## TASK PROMPT
Reproduce the records below exactly as given.

## GIVEN INFORMATION
★ ★ ★ ★

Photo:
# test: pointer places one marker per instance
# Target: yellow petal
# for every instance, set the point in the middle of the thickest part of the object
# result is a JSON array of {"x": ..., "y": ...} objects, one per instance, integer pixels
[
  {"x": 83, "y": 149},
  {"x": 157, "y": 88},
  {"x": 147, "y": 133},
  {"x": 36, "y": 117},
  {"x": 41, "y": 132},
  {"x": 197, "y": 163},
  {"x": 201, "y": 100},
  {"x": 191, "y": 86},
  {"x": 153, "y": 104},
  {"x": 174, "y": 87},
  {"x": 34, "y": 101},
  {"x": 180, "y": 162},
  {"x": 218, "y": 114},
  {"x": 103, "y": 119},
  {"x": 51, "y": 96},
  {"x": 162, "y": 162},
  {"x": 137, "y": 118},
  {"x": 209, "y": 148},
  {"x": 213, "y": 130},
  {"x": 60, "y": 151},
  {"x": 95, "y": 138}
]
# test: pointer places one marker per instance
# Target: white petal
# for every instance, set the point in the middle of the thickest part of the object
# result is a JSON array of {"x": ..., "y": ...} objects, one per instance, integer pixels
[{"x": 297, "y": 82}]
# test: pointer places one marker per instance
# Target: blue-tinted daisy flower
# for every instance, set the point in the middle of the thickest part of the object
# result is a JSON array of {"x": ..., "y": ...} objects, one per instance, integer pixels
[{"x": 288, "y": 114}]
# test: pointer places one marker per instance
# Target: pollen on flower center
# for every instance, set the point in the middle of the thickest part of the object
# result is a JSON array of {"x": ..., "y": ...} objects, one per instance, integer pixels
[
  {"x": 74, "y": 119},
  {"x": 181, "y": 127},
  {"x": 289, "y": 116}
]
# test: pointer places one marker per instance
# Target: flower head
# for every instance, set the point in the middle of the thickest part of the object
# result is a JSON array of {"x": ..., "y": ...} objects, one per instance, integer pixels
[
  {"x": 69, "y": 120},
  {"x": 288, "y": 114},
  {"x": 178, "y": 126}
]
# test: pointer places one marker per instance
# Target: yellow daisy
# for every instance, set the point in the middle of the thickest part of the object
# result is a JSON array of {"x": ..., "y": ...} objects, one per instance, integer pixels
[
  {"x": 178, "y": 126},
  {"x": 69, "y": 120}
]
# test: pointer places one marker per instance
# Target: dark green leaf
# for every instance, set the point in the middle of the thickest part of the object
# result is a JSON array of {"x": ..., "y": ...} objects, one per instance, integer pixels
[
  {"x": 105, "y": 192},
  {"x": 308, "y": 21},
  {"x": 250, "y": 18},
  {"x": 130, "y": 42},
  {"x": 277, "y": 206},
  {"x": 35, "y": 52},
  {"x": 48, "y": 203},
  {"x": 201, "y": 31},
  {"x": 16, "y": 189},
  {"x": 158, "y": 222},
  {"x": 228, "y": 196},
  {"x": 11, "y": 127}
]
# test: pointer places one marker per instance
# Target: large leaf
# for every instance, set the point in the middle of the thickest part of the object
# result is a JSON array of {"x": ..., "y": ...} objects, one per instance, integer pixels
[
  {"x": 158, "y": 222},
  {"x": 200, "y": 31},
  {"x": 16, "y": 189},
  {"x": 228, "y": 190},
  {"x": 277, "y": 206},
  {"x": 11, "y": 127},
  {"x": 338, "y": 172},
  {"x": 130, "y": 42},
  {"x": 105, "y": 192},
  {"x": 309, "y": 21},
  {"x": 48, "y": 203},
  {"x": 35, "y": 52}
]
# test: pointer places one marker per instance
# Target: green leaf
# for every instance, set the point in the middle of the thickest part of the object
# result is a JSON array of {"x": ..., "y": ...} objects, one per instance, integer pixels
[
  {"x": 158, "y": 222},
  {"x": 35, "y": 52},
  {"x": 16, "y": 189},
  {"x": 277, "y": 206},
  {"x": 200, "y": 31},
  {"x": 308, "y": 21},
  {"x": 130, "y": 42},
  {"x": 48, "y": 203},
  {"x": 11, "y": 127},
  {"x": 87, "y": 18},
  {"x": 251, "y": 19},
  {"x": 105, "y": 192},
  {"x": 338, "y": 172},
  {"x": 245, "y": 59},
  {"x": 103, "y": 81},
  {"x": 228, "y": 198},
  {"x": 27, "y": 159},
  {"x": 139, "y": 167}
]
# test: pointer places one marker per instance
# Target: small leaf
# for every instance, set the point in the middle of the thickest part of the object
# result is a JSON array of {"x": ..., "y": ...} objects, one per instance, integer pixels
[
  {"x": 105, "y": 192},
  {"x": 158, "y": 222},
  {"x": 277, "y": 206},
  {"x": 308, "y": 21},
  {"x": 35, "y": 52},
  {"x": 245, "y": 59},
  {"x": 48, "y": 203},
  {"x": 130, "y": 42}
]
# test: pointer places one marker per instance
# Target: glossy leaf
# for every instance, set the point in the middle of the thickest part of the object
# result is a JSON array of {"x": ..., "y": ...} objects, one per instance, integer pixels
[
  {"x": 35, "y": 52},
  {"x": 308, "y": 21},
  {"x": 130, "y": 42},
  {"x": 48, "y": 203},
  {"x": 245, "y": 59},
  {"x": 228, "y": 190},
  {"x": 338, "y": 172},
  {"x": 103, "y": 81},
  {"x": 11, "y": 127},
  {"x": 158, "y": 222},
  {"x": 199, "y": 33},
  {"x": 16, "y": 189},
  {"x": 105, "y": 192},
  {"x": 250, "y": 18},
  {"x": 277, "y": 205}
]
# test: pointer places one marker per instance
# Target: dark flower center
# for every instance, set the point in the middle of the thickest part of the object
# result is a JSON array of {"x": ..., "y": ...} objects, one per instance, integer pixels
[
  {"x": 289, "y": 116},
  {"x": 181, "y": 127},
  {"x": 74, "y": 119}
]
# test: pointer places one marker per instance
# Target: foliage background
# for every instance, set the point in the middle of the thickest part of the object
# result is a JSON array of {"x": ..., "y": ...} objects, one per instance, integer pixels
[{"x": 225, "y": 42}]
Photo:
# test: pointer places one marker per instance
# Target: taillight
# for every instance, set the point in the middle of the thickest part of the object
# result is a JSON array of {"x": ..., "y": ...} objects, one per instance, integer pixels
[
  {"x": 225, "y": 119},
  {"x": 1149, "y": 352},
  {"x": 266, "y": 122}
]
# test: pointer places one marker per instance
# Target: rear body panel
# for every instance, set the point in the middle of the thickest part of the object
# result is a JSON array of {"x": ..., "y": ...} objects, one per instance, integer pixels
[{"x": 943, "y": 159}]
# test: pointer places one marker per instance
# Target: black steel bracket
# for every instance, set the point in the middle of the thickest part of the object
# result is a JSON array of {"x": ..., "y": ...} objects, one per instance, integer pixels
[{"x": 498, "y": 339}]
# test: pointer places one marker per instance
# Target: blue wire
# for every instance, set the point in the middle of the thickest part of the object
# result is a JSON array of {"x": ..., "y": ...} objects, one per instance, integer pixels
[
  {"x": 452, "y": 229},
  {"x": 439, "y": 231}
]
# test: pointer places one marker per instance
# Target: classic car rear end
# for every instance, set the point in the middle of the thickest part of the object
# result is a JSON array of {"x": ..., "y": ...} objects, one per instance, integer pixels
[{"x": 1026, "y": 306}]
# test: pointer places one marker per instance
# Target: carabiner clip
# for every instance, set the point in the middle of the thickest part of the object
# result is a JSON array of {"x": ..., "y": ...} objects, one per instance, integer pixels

★ ★ ★ ★

## RESULT
Photo:
# test: pointer places one marker per instance
# Target: yellow petal
# for every instance, set the point in the middle of the thickest part of the object
# result is a JSON array of {"x": ..., "y": ...} objects, one per instance, integer pixels
[
  {"x": 83, "y": 149},
  {"x": 157, "y": 88},
  {"x": 147, "y": 133},
  {"x": 36, "y": 117},
  {"x": 41, "y": 132},
  {"x": 197, "y": 163},
  {"x": 201, "y": 100},
  {"x": 191, "y": 86},
  {"x": 153, "y": 104},
  {"x": 174, "y": 87},
  {"x": 34, "y": 101},
  {"x": 180, "y": 162},
  {"x": 218, "y": 114},
  {"x": 103, "y": 119},
  {"x": 51, "y": 96},
  {"x": 162, "y": 162},
  {"x": 137, "y": 118},
  {"x": 209, "y": 148},
  {"x": 213, "y": 130},
  {"x": 60, "y": 151},
  {"x": 95, "y": 138}
]
# test: pointer places one marker per instance
# Target: white petal
# for every instance, set the point in the middle of the thickest part of the object
# result is a JSON array of {"x": ..., "y": ...} objects, one per instance, integer pixels
[{"x": 297, "y": 82}]
# test: pointer places one marker per instance
# Target: blue-tinted daisy flower
# for every instance, set the point in the middle of the thickest part of the object
# result is a JSON array of {"x": ..., "y": ...} objects, one per instance, integer pixels
[{"x": 288, "y": 114}]
# test: pointer places one marker per instance
# Target: pollen on flower center
# for every instance, set the point in the middle of the thickest part of the object
# result is a JSON array of {"x": ..., "y": ...} objects, one per instance, integer pixels
[
  {"x": 74, "y": 119},
  {"x": 181, "y": 127},
  {"x": 289, "y": 116}
]
# test: pointer places one marker per instance
# Target: flower head
# for every instance, set the point in the middle of the thickest part of the object
# result is a JSON array of {"x": ..., "y": ...} objects, one per instance, integer pixels
[
  {"x": 69, "y": 120},
  {"x": 288, "y": 114},
  {"x": 178, "y": 126}
]
# test: pointer places one marker per instance
# Target: yellow daisy
# for every instance, set the point in the middle of the thickest part of the object
# result is a JSON array of {"x": ..., "y": ...} objects, one per instance, integer pixels
[
  {"x": 178, "y": 126},
  {"x": 69, "y": 120}
]
# test: pointer places one marker per instance
# Target: dark green leaf
# for every instance, set the point in the middle of the thickest part of the object
# result is a JSON array of {"x": ..., "y": ...} objects, one per instance, integer pixels
[
  {"x": 105, "y": 192},
  {"x": 308, "y": 21},
  {"x": 250, "y": 18},
  {"x": 130, "y": 42},
  {"x": 277, "y": 206},
  {"x": 35, "y": 52},
  {"x": 48, "y": 203},
  {"x": 201, "y": 31},
  {"x": 16, "y": 189},
  {"x": 158, "y": 222},
  {"x": 228, "y": 196},
  {"x": 11, "y": 127}
]
# test: pointer places one marker per instance
# Target: large leaf
# for every instance, set the point in the middle of the thickest part of the object
# result is a JSON array of {"x": ..., "y": ...} objects, one per instance, integer pixels
[
  {"x": 158, "y": 222},
  {"x": 200, "y": 31},
  {"x": 16, "y": 189},
  {"x": 228, "y": 190},
  {"x": 277, "y": 206},
  {"x": 11, "y": 127},
  {"x": 338, "y": 172},
  {"x": 130, "y": 42},
  {"x": 105, "y": 192},
  {"x": 309, "y": 21},
  {"x": 48, "y": 203},
  {"x": 35, "y": 52}
]
# test: pointer places one marker per instance
# Target: green leaf
# for every instance, set the point in the middle of the thickest part of the object
# result is a JSON array of {"x": ..., "y": ...} objects, one per instance, integer pixels
[
  {"x": 158, "y": 222},
  {"x": 35, "y": 52},
  {"x": 16, "y": 189},
  {"x": 277, "y": 206},
  {"x": 200, "y": 31},
  {"x": 308, "y": 21},
  {"x": 130, "y": 42},
  {"x": 48, "y": 203},
  {"x": 11, "y": 127},
  {"x": 87, "y": 18},
  {"x": 251, "y": 19},
  {"x": 105, "y": 192},
  {"x": 338, "y": 172},
  {"x": 245, "y": 59},
  {"x": 103, "y": 81},
  {"x": 228, "y": 198},
  {"x": 27, "y": 159},
  {"x": 139, "y": 167}
]
# test: pointer places one marker per instance
# Target: small leaf
# for every instance, set the point in the middle of the thickest part of the object
# result is a JSON array of {"x": ..., "y": ...} objects, one per instance, integer pixels
[
  {"x": 105, "y": 192},
  {"x": 158, "y": 222},
  {"x": 277, "y": 206},
  {"x": 308, "y": 21},
  {"x": 35, "y": 52},
  {"x": 245, "y": 59},
  {"x": 48, "y": 203},
  {"x": 130, "y": 42}
]
# test: pointer places one marker per instance
# Target: glossy leaf
# for every instance, set the point in the middle of the thickest part of the object
# result is a JSON array of {"x": ..., "y": ...} objects, one per instance, integer pixels
[
  {"x": 35, "y": 52},
  {"x": 308, "y": 21},
  {"x": 130, "y": 42},
  {"x": 48, "y": 203},
  {"x": 245, "y": 59},
  {"x": 228, "y": 190},
  {"x": 338, "y": 172},
  {"x": 103, "y": 81},
  {"x": 11, "y": 127},
  {"x": 158, "y": 222},
  {"x": 199, "y": 33},
  {"x": 16, "y": 189},
  {"x": 105, "y": 192},
  {"x": 250, "y": 18},
  {"x": 277, "y": 205}
]
# test: pointer places one marker per instance
# Target: dark flower center
# for every instance, set the point in the middle of the thickest part of the object
# result is a JSON array of {"x": ..., "y": ...} objects, one per instance, integer pixels
[
  {"x": 289, "y": 116},
  {"x": 181, "y": 127},
  {"x": 74, "y": 119}
]
# test: pointer places one marker per instance
# Target: foliage background
# for every instance, set the point in the middle of the thickest part of the object
# result is a JSON array of {"x": ..., "y": ...} objects, one per instance, integer pixels
[{"x": 225, "y": 42}]
Photo:
# test: pointer places one marker per instance
# Target: taillight
# for every instance, set the point in the middle of the thickest part of the object
# result is a JSON array of {"x": ..., "y": ...} objects, one per instance, integer pixels
[
  {"x": 225, "y": 119},
  {"x": 1149, "y": 352},
  {"x": 266, "y": 122}
]
# test: pointer places one marker per instance
# Target: rear body panel
# for every instance, set the point in the middle of the thickest part of the object
# result is a JSON array of {"x": ..., "y": ...} objects, one per instance, integer pixels
[{"x": 943, "y": 159}]
# test: pointer places one marker per instance
# Target: black steel bracket
# for every instance, set the point in the middle of the thickest part of the object
# result is a JSON array of {"x": ..., "y": ...} objects, one per instance, integer pixels
[{"x": 498, "y": 339}]
# test: pointer places one marker per instance
# Target: blue wire
# for every instance, set the point in the middle of the thickest part of the object
# result is a JSON array of {"x": ..., "y": ...} objects, one per instance, integer pixels
[
  {"x": 452, "y": 229},
  {"x": 439, "y": 231}
]
# test: pointer places one marker per instance
# Target: classic car rear end
# for every instance, set the point in the middle of the thickest part of the object
# result is a JSON array of {"x": ..., "y": ...} objects, one per instance, integer pixels
[{"x": 1026, "y": 306}]
# test: pointer places one marker per instance
# Target: carabiner clip
# for every instance, set the point in the middle of the thickest part of the object
# result is a JSON array of {"x": ..., "y": ...} objects, one per instance, integer pixels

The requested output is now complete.